INSTRUCTION
Render every line of the records below as a Markdown table with a Row column holding a running number and a Text column holding the line, leaving out blank lines.

SUPPLIED ENTRIES
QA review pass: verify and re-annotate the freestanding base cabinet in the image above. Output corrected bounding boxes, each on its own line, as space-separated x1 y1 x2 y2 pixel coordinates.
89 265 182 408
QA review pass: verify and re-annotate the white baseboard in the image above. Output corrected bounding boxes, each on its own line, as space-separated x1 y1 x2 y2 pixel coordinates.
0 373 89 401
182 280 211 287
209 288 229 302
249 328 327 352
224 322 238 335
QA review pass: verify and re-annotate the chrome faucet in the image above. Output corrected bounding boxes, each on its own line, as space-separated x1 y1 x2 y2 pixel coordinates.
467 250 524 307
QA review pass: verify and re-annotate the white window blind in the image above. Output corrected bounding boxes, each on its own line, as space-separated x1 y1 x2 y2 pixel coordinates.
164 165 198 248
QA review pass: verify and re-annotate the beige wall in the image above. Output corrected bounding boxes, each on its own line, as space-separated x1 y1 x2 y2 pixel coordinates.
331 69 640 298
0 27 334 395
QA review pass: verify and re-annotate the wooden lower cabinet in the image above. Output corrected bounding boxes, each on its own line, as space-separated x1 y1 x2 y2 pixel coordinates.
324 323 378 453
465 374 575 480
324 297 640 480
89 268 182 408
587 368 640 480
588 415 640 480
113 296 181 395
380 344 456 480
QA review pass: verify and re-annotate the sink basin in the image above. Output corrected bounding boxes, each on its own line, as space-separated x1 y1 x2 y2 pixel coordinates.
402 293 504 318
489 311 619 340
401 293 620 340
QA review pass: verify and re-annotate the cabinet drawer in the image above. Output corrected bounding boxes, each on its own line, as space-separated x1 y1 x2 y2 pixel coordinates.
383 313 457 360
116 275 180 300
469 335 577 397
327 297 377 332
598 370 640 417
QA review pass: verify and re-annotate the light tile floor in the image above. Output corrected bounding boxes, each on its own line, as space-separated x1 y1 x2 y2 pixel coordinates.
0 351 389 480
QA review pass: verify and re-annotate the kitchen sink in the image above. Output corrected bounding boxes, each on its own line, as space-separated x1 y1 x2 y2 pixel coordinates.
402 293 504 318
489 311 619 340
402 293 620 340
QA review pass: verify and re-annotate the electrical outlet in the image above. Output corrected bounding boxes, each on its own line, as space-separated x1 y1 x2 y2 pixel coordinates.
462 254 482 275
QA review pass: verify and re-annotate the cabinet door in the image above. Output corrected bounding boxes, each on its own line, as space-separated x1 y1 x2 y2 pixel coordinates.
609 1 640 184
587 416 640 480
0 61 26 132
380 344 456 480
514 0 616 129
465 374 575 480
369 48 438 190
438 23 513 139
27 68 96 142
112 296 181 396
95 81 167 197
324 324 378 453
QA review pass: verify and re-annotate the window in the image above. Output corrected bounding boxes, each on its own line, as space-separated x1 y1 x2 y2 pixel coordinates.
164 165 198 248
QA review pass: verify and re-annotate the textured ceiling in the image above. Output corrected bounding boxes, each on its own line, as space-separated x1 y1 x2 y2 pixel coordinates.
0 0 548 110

THE REPLY
| Row | Text |
|---|---|
| 1 | QA review pass: verify and re-annotate the freestanding base cabinet in the image above. Output corrected bounding boxes, each on its own line, as space-separated x1 y1 x2 y2 pixel coordinates. |
| 2 | 89 265 182 408 |
| 3 | QA review pass: verify and re-annotate the white baseboard in the image above. Output corrected bounding boxes, each on its own line, as space-separated x1 y1 x2 y2 pixel coordinates. |
| 4 | 0 373 89 401 |
| 5 | 182 280 211 287 |
| 6 | 209 288 229 302 |
| 7 | 249 328 327 352 |
| 8 | 224 322 238 335 |
| 9 | QA review pass: verify and re-annotate the chrome faucet in the image above. Output corrected bounding boxes, each on its own line, as space-separated x1 y1 x2 y2 pixel coordinates. |
| 10 | 467 250 524 307 |
| 11 | QA review pass: verify and re-annotate the white window blind in the image above. Output corrected bounding boxes, each on its own line, as space-separated x1 y1 x2 y2 pixel coordinates. |
| 12 | 164 165 198 248 |
| 13 | QA review pass: verify and re-annotate the beige wall in the image above. Output corrected bounding boxes, each on its own line, as space-separated x1 y1 x2 y2 pixel coordinates. |
| 14 | 331 69 640 298 |
| 15 | 0 27 334 395 |
| 16 | QA review pass: verify and re-annotate the wooden lower cabinet in the image above. Output corrected bounding boxes, each on its own line, as space-separated x1 y1 x2 y2 pixel coordinates. |
| 17 | 324 323 378 453 |
| 18 | 465 374 575 480 |
| 19 | 324 297 640 480 |
| 20 | 89 268 182 408 |
| 21 | 587 368 640 480 |
| 22 | 588 415 640 480 |
| 23 | 113 296 181 395 |
| 24 | 380 344 456 480 |
| 25 | QA review pass: verify and re-annotate the sink basin in the image above. Output corrected bounding boxes, each on its own line, as space-separated x1 y1 x2 y2 pixel coordinates. |
| 26 | 402 293 504 318 |
| 27 | 489 311 619 340 |
| 28 | 401 293 620 340 |
| 29 | QA review pass: verify and re-annotate the cabinet drawer in the image above. Output corrected bounding boxes, each on its own line, as space-separated x1 y1 x2 y2 pixel coordinates. |
| 30 | 383 313 457 360 |
| 31 | 116 275 180 300 |
| 32 | 469 335 577 397 |
| 33 | 327 297 377 332 |
| 34 | 598 370 640 417 |
| 35 | QA review pass: verify and re-annotate the light tile floor in the image above. Output corrected bounding boxes, each on its own line, as space-separated x1 y1 x2 y2 pixel coordinates. |
| 36 | 0 351 389 480 |
| 37 | QA review pass: verify and re-annotate the kitchen sink in the image above. Output corrected bounding boxes, each on its own line, as space-separated x1 y1 x2 y2 pixel coordinates. |
| 38 | 402 293 504 318 |
| 39 | 489 311 619 340 |
| 40 | 402 293 620 340 |
| 41 | QA review pass: verify and re-annotate the electrical outlet in the image above. Output corrected bounding boxes, each on its own line, as space-separated x1 y1 x2 y2 pixel coordinates. |
| 42 | 462 254 482 275 |
| 43 | QA review pass: verify and re-annotate the cabinet door in the image above. Output corrected bounding boxes, each on its own line, as space-separated x1 y1 x2 y2 pixel coordinates. |
| 44 | 609 1 640 184 |
| 45 | 587 416 640 480 |
| 46 | 0 61 26 132 |
| 47 | 380 344 456 480 |
| 48 | 514 0 616 129 |
| 49 | 465 374 575 480 |
| 50 | 369 48 438 190 |
| 51 | 438 23 513 139 |
| 52 | 27 68 96 142 |
| 53 | 112 296 181 396 |
| 54 | 95 81 167 197 |
| 55 | 324 324 378 453 |
| 56 | QA review pass: verify and re-annotate the window in the image above. Output corrected bounding boxes, each on its own line, as space-separated x1 y1 x2 y2 pixel coordinates. |
| 57 | 164 165 198 248 |
| 58 | QA review pass: verify and re-annotate the textured ceiling in the image above. Output corrected bounding boxes, each on its own line, as space-separated x1 y1 x2 y2 pixel coordinates. |
| 59 | 0 0 548 110 |